>>>>>

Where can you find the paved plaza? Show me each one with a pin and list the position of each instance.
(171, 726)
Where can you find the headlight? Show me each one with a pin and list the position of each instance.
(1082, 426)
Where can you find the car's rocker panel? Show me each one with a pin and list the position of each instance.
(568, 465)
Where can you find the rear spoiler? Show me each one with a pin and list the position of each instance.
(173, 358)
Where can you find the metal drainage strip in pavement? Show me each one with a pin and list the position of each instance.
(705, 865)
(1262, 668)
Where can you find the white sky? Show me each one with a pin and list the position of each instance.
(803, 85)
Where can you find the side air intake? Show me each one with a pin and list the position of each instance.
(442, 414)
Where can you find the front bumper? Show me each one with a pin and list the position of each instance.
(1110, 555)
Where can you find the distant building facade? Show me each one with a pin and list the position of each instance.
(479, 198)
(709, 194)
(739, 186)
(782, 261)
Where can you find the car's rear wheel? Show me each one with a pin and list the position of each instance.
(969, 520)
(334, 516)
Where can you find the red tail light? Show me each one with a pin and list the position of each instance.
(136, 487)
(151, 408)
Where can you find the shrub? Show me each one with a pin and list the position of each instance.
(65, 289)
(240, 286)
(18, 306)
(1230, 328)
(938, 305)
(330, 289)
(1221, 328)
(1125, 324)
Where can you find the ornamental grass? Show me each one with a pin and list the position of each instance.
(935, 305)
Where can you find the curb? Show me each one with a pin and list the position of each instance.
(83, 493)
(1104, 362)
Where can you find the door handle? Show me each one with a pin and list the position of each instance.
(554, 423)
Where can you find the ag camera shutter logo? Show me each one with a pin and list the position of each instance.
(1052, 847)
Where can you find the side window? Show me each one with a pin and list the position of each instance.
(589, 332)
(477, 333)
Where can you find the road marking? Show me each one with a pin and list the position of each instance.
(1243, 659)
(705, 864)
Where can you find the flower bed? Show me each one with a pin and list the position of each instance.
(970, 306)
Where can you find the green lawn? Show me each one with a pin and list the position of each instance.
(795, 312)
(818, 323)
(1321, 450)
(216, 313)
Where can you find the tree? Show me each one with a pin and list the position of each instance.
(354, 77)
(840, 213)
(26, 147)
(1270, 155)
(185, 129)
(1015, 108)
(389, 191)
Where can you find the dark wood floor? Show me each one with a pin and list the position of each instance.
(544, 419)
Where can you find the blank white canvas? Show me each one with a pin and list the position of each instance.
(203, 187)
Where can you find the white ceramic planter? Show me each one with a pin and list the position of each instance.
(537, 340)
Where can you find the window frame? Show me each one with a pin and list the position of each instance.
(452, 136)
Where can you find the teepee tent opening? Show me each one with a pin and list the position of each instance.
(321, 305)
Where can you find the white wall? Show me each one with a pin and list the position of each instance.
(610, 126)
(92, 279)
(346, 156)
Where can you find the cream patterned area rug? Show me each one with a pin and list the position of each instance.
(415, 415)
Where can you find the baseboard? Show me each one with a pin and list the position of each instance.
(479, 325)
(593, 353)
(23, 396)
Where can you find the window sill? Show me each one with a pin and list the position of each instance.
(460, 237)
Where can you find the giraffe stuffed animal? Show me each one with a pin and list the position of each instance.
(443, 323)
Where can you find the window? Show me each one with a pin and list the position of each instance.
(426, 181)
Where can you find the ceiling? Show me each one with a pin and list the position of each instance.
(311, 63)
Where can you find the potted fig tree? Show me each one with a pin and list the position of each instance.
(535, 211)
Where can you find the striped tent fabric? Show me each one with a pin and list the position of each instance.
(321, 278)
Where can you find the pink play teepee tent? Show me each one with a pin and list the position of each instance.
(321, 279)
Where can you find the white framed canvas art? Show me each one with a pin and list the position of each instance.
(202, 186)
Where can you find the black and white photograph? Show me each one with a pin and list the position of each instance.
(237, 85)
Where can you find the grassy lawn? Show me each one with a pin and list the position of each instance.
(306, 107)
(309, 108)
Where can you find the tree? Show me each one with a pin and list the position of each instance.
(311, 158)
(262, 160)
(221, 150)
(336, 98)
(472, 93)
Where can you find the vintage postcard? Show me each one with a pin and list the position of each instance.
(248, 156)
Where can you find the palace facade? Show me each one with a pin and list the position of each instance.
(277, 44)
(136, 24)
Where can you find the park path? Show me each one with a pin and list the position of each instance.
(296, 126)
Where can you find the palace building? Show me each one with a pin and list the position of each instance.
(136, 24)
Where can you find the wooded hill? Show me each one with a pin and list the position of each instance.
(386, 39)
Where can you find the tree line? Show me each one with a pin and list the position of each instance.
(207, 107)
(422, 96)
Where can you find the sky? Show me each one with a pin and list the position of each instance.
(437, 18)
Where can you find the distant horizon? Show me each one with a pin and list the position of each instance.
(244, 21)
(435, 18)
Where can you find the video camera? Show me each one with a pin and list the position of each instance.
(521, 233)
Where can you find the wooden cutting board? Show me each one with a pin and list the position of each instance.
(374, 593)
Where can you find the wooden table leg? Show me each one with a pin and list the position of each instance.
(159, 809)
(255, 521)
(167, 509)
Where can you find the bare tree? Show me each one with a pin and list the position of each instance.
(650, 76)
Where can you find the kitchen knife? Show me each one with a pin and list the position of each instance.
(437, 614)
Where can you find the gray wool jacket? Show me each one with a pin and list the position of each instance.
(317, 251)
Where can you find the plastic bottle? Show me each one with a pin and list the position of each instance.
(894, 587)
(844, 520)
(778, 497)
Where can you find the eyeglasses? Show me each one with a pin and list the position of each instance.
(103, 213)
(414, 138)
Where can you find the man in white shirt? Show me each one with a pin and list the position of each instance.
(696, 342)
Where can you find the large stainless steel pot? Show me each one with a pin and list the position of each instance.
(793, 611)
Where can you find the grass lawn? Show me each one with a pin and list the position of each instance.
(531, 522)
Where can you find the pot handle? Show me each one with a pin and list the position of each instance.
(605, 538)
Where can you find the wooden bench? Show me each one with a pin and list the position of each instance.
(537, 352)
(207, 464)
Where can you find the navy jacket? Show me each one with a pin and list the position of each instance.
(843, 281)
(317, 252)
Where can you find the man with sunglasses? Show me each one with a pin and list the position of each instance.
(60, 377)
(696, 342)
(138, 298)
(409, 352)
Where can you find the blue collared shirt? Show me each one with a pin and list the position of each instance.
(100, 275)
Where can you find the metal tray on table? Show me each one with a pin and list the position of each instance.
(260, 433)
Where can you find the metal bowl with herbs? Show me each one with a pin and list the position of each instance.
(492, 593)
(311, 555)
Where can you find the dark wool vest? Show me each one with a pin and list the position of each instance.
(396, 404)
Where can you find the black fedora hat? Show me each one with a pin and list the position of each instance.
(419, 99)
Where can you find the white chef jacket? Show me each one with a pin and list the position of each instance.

<<<<<

### REQUIREMENTS
Copy every line above word for word, leaving nothing out and changing nothing.

### EXERCISE OUTPUT
Where can you find the paved plaza? Show me each one with a pin and list the position of each instance.
(171, 726)
Where can you find the headlight? Show me each one with a pin and list the position of each instance.
(1082, 426)
Where can you find the car's rocker panel? Show me each one with a pin and list the position of each instance.
(568, 465)
Where can you find the rear spoiler? Show me each one with a pin and list the position of each instance.
(173, 358)
Where can you find the metal drainage strip in pavement? Show me each one with a pin and list the position of each instance.
(705, 865)
(1262, 668)
Where can you find the white sky? Show me each one with a pin and list the position of each instance.
(803, 85)
Where can you find the side air intake? Show me each one with a pin and list the position of each instance.
(442, 414)
Where can you find the front bumper? Show me each one with a pin and list the position of each instance.
(1110, 555)
Where can you find the distant building facade? Show me each one with a pin and list the position of each instance.
(479, 198)
(709, 194)
(739, 186)
(782, 261)
Where can you find the car's rear wheel? Show me each one with a pin and list the position of each instance.
(969, 520)
(334, 516)
Where can you find the red tail light? Show me each one with a pin and list the position of each instance.
(136, 487)
(151, 408)
Where can you find the shrub? Show me each one with a pin and list the position of each instance.
(65, 289)
(240, 286)
(18, 306)
(1230, 328)
(938, 305)
(330, 289)
(1221, 328)
(1125, 324)
Where can you find the ornamental grass? Show me each one with a pin and list the position of each instance.
(935, 305)
Where can you find the curb? Show me each one with a pin and list the position of each instance.
(83, 493)
(1104, 362)
Where can you find the door handle? Show me each one with a pin and list the position of each instance.
(554, 423)
Where can you find the ag camera shutter logo? Show me each one with a pin and list the position of each instance.
(1052, 847)
Where can you find the side window? Show me each one with a pin and list the position of each instance.
(589, 332)
(477, 333)
Where can you find the road marking? Show me each one with a pin and list the position of each instance.
(1243, 659)
(705, 864)
Where can you find the flower bed? Show me each one with a pin and list the position of each instance.
(970, 306)
Where can you find the green lawn? Show me each one with a pin and list the position of each instance.
(795, 312)
(818, 323)
(1321, 450)
(216, 313)
Where can you find the tree? Show me each one with a pin and list the position of each instance.
(354, 77)
(840, 213)
(26, 147)
(1270, 155)
(185, 129)
(1015, 108)
(389, 191)
Where can you find the dark wood floor? Show me each one with a pin and list the position of each instance.
(544, 419)
Where can you find the blank white canvas? Show me each one with a pin and list the position of each instance.
(203, 187)
Where can you find the white ceramic planter? Show me each one with a pin and list the position of each instance.
(537, 340)
Where can you find the window frame? Show me each one with a pin and list the position of each instance.
(452, 136)
Where can you find the teepee tent opening? Show me each one with a pin and list the position of each instance.
(321, 305)
Where can you find the white wall? Show me each one with a pin and list the position of each instance.
(610, 126)
(92, 279)
(346, 156)
Where can you find the cream patterned area rug? Show me each one with a pin and list the position of each instance.
(415, 415)
Where can you find the baseboard? Show me each one with a pin and list the position of each instance.
(479, 325)
(593, 353)
(23, 396)
Where can you find the window sill? Show me each one with a pin and list the position of each instance.
(460, 237)
Where can you find the giraffe stuffed animal? Show me each one with a pin and list the position of each instance.
(443, 323)
Where can you find the window? Show me each one with a pin and list the position of each instance.
(426, 181)
Where can you find the ceiling? Show me each one with a pin and list the position of each instance.
(311, 63)
Where can you find the potted fig tree? Show me each one with a pin and list the position of each instance.
(535, 211)
Where can you find the striped tent fabric? Show me each one with a pin and list the position of each instance.
(321, 278)
Where can you find the pink play teepee tent? Show me each one with a pin and list the position of each instance.
(321, 279)
Where can you find the white framed canvas art? Show me each one with a pin and list the position of each instance.
(202, 186)
Where can you find the black and white photograph? Show me each one with a pin and list the position of each instance.
(237, 85)
Where can you find the grassy lawn? Show me each one with a pin and list the position of each instance.
(306, 107)
(309, 108)
Where can you find the tree? Show me each one with a pin and list the position of each instance.
(311, 158)
(262, 160)
(221, 150)
(336, 98)
(472, 93)
Where can you find the vintage postcard? Show me each one with a pin and list the position of each instance.
(248, 156)
Where can you find the palace facade? Show me each one with a pin and list the position of each instance.
(277, 44)
(136, 24)
Where can you find the park path? Show me each one with a pin and list the position of each instance.
(296, 126)
Where can you find the palace building? Show me each one with a pin and list the position of each instance.
(136, 24)
Where can you find the wooded hill? Show me each one with a pin and list the position of each instance.
(386, 39)
Where can you find the tree line? Show me each one with a pin and list the position of each instance.
(207, 107)
(422, 96)
Where can you find the sky? Show me each one with a pin and list the position of each instance.
(437, 18)
Where can you find the distant horizon? Show me each one with a pin and list the position of each instance.
(244, 21)
(435, 18)
Where can you find the video camera? Show me each one with a pin and list the position of each instance.
(521, 233)
Where can you find the wooden cutting board? Show me each one with a pin and list the position of each instance.
(374, 593)
Where can you find the wooden table leg? Show me each one with a pin and list the position of each instance.
(159, 809)
(255, 521)
(167, 509)
Where can you find the bare tree? Show me each one with a pin and list the position of each instance.
(650, 76)
Where can you find the kitchen knife? Show me each one with a pin and list the position of each instance.
(437, 614)
Where can you find the gray wool jacket? Show me each one with a pin and list the position of each instance.
(317, 251)
Where can you find the plastic bottle? Show me each one with a pin and list the position of each instance.
(894, 587)
(844, 520)
(778, 497)
Where can you find the eyeglasses? Show me each one with a pin and list the position of each instance.
(103, 213)
(414, 138)
Where can you find the man in white shirt? Show me each one with a pin and list the position of each instance.
(696, 342)
Where can you find the large stainless steel pot? Show me each one with a pin and list the position of each instance.
(793, 611)
Where can you find the grass lawn? Show me each one with a pin and list the position of each instance.
(531, 522)
Where can you find the pot handle? Show me each one with a pin and list the position of each instance.
(605, 538)
Where can you find the wooden bench? Show me each one with a pin and list the position of each instance.
(537, 352)
(207, 464)
Where can you find the navy jacket? Show me each one with a pin and list the position of each instance.
(843, 281)
(317, 252)
Where can you find the man with sunglasses? Show me each one with a pin and list the position of each instance.
(60, 377)
(696, 342)
(138, 298)
(409, 352)
Where can you find the blue collared shirt? Show me each one with a pin and list the position of each instance.
(100, 275)
Where can you find the metal tray on table? Show me each one with a pin and list the position of each instance.
(260, 433)
Where can you find the metal bowl with herbs? Show me each one with a pin and list the position of each instance.
(492, 593)
(311, 555)
Where can you find the dark wool vest? Show me each one with a pin and list the position of each instance.
(396, 404)
Where can you find the black fedora hat? Show me each one with a pin and list the position of each instance.
(419, 99)
Where can you find the white chef jacket? Show me each one with a pin and list the position of each instance.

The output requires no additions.